━━━ Records for the task ━━━
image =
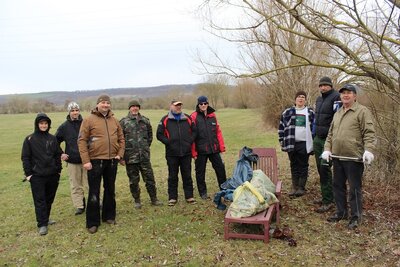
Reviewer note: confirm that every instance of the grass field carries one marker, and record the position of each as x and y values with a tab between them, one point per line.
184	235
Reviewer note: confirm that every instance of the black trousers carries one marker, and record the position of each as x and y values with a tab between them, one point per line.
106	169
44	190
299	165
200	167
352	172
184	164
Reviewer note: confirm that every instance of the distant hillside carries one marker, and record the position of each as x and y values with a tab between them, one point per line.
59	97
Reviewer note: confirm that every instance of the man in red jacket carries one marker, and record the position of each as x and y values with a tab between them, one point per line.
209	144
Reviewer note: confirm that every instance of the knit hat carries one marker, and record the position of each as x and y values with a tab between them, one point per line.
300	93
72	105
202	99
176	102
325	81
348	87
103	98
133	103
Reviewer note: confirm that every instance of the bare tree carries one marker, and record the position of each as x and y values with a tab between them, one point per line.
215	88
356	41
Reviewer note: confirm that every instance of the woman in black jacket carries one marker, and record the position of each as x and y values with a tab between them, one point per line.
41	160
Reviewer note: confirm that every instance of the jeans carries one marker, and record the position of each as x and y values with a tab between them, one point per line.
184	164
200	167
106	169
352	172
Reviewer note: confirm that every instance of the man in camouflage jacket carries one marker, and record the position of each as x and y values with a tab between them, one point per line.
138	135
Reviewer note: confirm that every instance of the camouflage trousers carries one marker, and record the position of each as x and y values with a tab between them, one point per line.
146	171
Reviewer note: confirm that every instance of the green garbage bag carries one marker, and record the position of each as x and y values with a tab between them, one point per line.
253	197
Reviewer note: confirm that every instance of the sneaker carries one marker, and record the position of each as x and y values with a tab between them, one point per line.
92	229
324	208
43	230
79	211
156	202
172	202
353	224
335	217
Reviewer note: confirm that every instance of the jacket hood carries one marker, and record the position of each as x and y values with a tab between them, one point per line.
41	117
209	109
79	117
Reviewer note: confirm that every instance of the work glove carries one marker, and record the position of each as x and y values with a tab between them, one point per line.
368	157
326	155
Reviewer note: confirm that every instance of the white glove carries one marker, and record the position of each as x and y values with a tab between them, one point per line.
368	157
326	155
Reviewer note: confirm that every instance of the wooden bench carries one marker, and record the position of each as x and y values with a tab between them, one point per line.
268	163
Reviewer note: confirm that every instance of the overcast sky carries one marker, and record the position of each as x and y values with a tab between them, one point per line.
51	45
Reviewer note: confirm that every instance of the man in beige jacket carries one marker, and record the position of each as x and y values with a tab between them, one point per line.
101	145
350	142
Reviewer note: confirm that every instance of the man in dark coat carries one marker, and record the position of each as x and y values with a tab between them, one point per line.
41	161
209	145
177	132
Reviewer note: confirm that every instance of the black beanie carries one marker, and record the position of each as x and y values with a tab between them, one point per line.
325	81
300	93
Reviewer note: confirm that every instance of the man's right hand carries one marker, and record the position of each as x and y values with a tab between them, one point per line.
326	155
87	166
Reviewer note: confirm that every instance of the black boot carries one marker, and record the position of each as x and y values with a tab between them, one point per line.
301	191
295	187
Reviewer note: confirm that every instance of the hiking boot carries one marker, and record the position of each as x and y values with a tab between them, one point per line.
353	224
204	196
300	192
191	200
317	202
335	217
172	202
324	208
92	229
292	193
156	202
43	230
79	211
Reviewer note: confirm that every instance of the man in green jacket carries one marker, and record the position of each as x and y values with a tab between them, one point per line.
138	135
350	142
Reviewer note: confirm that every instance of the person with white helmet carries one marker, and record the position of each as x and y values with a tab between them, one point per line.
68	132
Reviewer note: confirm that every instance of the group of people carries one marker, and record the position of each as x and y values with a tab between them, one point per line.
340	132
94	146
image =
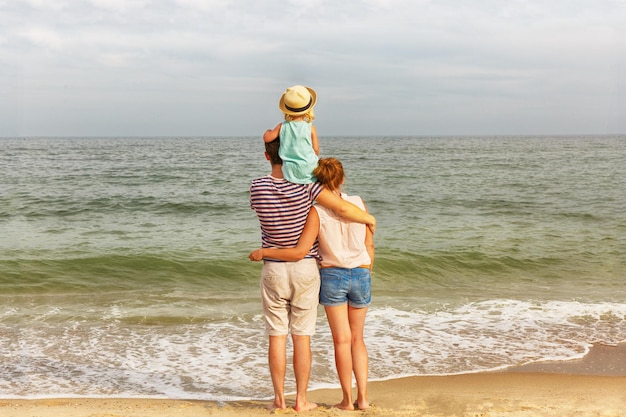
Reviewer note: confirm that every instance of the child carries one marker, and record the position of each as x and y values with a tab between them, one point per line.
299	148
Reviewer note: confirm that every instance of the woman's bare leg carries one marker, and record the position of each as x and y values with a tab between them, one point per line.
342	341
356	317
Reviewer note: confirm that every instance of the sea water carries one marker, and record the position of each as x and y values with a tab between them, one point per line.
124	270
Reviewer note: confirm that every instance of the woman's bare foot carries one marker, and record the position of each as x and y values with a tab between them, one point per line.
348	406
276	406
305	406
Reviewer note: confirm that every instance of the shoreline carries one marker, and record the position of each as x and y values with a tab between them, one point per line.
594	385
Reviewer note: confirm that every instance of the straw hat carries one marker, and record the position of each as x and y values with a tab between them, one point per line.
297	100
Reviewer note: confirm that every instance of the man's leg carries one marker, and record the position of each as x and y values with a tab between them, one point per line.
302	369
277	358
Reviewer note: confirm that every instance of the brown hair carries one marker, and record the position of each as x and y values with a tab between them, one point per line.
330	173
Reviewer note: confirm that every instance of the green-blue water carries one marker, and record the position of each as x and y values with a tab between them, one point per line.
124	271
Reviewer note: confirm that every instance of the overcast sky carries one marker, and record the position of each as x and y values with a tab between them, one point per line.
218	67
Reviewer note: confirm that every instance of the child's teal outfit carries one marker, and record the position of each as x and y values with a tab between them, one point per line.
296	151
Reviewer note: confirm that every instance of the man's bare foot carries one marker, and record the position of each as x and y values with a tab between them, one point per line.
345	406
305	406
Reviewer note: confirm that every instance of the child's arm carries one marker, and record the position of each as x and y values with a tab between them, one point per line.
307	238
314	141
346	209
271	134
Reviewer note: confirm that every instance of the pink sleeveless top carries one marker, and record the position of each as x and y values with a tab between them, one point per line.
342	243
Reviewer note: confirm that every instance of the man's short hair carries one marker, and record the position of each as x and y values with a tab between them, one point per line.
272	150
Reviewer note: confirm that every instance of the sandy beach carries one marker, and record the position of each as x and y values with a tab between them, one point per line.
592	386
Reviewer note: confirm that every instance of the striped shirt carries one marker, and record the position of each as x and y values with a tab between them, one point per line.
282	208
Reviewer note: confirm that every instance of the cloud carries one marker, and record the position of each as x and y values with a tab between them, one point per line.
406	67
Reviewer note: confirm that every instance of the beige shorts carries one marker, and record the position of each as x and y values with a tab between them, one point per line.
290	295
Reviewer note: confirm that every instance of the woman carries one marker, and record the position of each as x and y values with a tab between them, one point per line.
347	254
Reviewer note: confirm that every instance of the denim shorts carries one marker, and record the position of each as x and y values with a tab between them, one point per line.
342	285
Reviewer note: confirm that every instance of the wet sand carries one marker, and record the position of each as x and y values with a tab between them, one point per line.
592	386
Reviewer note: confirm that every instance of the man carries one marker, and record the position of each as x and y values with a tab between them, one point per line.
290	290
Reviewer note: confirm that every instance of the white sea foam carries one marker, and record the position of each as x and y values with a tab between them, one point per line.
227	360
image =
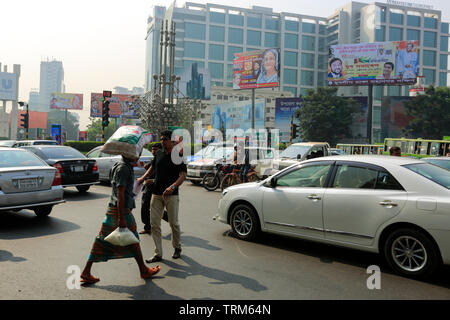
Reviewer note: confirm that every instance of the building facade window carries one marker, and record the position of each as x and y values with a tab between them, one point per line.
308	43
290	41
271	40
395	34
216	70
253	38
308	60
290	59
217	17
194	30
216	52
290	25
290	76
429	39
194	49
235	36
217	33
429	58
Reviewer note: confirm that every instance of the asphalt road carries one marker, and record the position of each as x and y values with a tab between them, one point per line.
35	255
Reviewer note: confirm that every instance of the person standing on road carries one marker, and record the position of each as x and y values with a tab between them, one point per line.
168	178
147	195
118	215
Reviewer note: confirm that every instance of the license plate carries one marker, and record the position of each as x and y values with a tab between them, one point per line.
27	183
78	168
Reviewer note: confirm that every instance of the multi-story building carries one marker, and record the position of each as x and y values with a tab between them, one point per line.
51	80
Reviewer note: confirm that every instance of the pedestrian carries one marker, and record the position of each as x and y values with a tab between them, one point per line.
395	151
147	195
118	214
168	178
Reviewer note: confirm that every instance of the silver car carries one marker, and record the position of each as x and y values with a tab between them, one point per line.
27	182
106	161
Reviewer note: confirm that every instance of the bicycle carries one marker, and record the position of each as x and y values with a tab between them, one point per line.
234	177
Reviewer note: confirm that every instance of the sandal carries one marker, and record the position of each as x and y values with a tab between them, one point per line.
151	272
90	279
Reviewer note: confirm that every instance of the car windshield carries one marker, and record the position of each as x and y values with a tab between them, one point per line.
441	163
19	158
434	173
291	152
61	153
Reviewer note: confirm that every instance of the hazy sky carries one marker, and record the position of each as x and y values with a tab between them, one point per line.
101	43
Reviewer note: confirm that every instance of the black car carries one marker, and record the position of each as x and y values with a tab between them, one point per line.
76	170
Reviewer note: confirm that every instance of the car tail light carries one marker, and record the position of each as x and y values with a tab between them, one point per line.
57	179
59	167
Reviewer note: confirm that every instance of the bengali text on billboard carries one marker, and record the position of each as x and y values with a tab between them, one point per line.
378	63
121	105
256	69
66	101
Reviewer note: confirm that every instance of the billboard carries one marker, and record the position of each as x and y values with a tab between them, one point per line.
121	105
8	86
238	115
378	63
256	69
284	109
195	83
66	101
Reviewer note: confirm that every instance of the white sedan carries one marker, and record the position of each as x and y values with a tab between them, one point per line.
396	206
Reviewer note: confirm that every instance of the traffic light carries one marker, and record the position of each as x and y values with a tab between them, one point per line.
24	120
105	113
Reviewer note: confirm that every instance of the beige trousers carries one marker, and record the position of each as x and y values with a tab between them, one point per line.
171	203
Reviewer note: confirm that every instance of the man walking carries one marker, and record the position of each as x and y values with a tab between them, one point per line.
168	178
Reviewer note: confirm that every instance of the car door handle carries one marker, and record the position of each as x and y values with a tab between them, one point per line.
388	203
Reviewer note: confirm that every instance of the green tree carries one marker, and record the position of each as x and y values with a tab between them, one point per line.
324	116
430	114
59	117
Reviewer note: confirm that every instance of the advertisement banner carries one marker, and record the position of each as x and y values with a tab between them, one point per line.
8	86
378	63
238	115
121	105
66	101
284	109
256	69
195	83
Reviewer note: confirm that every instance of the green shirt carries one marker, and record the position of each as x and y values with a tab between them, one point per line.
━━━
● What the exercise asks
Output the lines from the one holding "Reviewer note: confirm that every instance of the man walking" to the last line of the material, inclusive, exactly as they appear. Add no others.

● Response below
Reviewer note: confirm that every instance of the man walking carries one marker, and record the position of each as x and y values with a tab between them, one point per line.
168	178
Reviewer note: confirm that every instance of the car door handle carries one marker, and record the position of each as x and y values with a tab between them, one point per line.
388	203
Reviewer note: confirm that every instance of the green tree carries one marker, and record the position of each as x and y values with a tab between them, one point per line.
324	116
430	114
59	117
Reviewer note: confirm that every instance of the advertisement banner carries one marker, and record the position of each as x and y values with a tab between them, one point per line.
8	86
378	63
238	115
121	105
66	101
284	109
256	69
195	83
Reviewer note: confirm that every instance of the green shirt carries one marker, and record the position of each as x and y values with a tab between them, one point per line.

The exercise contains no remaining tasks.